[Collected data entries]

━━━━━━━━━━━━━━━━

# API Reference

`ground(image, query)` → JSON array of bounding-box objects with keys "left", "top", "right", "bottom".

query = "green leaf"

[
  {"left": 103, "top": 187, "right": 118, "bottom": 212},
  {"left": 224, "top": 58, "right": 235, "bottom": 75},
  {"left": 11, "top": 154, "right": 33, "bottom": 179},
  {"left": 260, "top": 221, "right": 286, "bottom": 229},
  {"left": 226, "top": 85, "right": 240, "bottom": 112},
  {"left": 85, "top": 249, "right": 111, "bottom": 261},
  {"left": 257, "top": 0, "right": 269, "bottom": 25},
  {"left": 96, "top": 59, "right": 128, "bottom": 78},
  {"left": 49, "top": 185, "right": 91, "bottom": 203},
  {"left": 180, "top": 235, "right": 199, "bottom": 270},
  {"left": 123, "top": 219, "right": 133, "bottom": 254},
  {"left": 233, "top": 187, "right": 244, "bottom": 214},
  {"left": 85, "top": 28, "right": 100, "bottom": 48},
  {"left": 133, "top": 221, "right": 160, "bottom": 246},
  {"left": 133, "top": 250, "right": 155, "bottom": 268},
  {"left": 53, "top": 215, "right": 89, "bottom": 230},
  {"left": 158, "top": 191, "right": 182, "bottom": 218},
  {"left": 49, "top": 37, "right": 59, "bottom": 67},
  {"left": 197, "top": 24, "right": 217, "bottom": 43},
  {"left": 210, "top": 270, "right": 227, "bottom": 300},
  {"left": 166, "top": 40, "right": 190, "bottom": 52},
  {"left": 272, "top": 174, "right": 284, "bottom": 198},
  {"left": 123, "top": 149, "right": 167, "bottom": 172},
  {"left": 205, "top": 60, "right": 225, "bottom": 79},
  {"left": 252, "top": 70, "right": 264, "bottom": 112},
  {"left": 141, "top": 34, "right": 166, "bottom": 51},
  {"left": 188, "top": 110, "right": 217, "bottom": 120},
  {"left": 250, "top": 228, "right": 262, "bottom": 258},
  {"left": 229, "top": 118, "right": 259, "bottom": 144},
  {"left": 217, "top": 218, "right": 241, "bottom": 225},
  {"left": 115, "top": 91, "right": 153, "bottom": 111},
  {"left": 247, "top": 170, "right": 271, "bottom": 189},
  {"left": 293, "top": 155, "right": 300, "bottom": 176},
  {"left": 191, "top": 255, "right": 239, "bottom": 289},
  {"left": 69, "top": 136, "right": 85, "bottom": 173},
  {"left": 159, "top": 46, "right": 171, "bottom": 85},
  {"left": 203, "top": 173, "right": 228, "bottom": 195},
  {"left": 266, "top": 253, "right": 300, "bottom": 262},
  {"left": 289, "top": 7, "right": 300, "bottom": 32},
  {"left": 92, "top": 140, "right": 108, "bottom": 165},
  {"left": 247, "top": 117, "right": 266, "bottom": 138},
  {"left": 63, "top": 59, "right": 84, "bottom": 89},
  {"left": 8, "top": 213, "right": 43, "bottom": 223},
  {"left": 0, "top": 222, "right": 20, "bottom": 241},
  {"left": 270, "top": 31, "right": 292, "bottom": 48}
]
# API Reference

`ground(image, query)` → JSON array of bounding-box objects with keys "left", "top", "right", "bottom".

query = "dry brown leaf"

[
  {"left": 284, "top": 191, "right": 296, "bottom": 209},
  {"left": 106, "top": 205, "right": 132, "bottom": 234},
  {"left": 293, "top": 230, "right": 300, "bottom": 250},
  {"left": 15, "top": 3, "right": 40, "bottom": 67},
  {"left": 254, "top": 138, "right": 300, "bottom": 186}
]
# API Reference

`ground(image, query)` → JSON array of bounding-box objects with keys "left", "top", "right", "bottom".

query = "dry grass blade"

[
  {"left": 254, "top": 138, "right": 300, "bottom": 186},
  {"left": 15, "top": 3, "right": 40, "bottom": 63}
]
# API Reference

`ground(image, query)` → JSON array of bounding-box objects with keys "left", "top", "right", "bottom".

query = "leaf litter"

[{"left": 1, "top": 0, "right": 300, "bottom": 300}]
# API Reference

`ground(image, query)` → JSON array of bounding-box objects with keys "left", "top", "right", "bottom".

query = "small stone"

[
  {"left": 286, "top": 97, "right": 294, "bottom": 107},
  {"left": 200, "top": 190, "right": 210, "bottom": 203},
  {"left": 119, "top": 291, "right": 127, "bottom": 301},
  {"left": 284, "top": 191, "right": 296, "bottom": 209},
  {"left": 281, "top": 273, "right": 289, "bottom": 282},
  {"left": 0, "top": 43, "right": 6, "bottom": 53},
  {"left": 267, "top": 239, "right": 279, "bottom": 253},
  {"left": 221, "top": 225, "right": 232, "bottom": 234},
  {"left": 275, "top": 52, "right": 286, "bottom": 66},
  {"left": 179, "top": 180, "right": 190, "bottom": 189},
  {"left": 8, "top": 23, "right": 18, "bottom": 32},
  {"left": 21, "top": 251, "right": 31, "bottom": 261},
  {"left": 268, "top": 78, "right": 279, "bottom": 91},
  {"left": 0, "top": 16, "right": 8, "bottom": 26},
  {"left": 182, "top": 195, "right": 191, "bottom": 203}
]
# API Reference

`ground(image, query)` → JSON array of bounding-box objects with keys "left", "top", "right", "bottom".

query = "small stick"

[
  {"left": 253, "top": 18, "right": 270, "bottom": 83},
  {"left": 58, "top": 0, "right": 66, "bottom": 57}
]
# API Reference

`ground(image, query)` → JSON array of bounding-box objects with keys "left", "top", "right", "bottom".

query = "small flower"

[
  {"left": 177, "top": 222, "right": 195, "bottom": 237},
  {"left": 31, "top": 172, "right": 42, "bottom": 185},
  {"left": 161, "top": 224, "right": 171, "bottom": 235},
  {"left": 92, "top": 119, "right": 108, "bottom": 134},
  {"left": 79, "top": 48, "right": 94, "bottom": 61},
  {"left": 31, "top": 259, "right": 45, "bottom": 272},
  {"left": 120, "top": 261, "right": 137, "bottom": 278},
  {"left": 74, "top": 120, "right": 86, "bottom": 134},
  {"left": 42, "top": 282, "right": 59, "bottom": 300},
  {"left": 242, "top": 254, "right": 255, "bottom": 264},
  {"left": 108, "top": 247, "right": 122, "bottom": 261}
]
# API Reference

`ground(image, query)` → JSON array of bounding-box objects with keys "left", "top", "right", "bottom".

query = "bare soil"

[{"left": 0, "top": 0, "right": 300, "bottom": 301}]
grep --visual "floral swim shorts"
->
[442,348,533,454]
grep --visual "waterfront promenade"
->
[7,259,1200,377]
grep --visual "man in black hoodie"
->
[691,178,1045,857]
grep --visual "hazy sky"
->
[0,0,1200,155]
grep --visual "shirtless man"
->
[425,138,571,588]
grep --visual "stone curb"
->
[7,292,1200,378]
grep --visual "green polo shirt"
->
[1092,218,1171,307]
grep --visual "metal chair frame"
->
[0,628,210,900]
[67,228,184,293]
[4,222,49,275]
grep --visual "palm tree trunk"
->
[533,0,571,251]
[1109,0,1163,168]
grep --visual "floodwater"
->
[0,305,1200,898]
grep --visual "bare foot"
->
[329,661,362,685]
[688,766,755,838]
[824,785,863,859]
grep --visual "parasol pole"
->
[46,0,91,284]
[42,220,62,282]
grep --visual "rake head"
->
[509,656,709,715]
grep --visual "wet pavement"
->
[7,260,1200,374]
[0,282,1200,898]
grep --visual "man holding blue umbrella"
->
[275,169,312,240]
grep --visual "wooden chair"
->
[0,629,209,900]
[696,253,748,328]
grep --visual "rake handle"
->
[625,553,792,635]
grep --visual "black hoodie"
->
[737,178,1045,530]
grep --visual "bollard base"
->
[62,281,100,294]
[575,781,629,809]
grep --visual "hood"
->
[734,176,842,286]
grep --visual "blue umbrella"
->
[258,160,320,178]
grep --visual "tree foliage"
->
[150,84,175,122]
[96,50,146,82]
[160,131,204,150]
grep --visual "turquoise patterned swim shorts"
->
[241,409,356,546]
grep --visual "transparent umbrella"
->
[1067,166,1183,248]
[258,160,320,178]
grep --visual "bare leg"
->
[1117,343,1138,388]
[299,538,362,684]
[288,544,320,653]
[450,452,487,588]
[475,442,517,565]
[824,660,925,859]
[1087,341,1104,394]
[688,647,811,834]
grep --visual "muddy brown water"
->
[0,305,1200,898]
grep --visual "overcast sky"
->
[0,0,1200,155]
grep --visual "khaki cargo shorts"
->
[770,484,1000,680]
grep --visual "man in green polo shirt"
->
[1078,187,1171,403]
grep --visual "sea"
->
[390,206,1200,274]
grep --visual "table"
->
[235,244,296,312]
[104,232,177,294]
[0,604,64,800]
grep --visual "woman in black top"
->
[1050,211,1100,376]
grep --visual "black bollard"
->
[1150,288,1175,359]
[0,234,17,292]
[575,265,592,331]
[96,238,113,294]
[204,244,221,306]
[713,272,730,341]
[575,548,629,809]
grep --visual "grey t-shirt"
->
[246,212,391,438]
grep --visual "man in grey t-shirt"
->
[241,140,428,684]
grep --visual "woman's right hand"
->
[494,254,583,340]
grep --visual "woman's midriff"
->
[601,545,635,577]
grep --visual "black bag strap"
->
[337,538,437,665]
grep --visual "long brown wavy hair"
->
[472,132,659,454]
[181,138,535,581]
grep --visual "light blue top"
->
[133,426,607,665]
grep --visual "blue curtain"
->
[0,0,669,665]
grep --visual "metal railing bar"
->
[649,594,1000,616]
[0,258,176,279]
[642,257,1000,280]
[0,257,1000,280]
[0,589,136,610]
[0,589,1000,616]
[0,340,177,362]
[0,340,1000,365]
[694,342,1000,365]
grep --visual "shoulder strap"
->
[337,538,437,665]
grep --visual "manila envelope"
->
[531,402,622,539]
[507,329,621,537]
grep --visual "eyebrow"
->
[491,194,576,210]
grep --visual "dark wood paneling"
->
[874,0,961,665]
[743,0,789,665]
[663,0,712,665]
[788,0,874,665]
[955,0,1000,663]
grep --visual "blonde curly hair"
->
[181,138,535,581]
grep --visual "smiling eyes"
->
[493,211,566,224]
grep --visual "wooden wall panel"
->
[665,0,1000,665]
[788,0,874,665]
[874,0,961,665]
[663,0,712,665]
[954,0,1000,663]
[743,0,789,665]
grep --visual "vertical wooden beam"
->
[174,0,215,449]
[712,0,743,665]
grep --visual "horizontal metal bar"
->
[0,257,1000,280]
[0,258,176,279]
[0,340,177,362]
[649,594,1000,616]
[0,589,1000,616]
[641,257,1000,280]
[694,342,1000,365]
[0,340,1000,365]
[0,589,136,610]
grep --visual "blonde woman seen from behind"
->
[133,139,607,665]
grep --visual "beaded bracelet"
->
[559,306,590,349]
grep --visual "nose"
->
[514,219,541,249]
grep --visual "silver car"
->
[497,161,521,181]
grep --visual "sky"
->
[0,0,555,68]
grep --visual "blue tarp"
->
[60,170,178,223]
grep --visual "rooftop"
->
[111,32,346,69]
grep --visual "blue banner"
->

━━━━━━━━━━━━━━━━

• [WHAT IS REQUIRED]: From the rows above, select every line that contains the string "small", treating uppercase and lowercase letters as different.

• [PROBLEM SOLUTION]:
query = "small stone"
query = "small stick"
query = "small flower"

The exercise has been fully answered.